(Data Tersedia):
::::

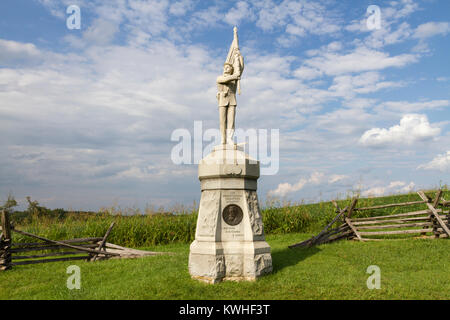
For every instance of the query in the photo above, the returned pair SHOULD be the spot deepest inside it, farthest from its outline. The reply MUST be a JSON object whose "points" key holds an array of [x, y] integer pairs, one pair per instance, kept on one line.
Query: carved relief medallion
{"points": [[232, 214]]}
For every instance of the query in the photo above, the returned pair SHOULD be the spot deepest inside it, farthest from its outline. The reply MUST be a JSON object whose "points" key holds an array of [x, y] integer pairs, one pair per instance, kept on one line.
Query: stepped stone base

::::

(Tugas Anda): Ganti "photo" dengan "image" di semua entri, lalu tulis ulang entri tersebut tanpa perubahan lain. Jangan sertakan gambarnya dalam jawaban.

(Jawaban Latihan):
For every instance of the query in the image above, the returned pair SHOULD be the spot deepest inside it, farthest from its outline. The reply MUST be a JSON object whose "points" key holds an array of [x, y] integer pairs, one pair per instance, kept on one line.
Query: carved relief medallion
{"points": [[232, 214]]}
For every instance of the query in the image above, the returned pair SHOULD be the spot deepest inside it, farthest from its outline. The reply MUST be a JSON object whose "points" key holds an array of [x, y] integer pairs, one pair per instance, kept on one line.
Query: stepped stone base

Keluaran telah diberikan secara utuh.